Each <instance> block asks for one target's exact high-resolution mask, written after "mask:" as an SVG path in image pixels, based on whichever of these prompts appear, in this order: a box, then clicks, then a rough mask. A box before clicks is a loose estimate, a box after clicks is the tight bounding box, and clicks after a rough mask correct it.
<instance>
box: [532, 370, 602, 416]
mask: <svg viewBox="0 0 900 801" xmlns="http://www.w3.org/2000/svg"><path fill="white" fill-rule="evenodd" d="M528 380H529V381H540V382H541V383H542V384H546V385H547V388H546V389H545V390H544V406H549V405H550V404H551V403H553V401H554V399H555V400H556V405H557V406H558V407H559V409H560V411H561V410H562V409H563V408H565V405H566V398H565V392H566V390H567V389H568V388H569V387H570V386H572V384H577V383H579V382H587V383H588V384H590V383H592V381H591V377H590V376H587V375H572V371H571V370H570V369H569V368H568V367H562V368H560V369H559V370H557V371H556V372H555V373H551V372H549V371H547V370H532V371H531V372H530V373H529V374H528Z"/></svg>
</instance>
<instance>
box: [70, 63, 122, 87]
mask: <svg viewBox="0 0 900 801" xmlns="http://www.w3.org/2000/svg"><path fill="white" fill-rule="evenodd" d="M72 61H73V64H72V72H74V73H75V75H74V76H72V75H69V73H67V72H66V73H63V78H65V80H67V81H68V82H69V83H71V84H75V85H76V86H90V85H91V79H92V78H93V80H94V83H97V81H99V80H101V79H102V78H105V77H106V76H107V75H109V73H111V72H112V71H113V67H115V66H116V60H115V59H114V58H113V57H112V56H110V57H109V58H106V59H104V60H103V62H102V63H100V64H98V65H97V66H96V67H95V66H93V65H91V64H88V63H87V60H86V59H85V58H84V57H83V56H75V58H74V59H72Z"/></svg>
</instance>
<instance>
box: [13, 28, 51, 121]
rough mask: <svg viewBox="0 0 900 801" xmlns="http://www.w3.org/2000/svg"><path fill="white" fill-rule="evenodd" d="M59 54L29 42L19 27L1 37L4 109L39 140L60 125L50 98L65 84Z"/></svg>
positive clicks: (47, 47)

## Activity:
Your output should be the lines from the one with "rough mask: <svg" through the end of the records above, copied exactly.

## Output below:
rough mask: <svg viewBox="0 0 900 801" xmlns="http://www.w3.org/2000/svg"><path fill="white" fill-rule="evenodd" d="M59 54L29 42L19 27L1 37L4 109L39 140L60 125L50 98L65 84Z"/></svg>
positive clicks: (47, 47)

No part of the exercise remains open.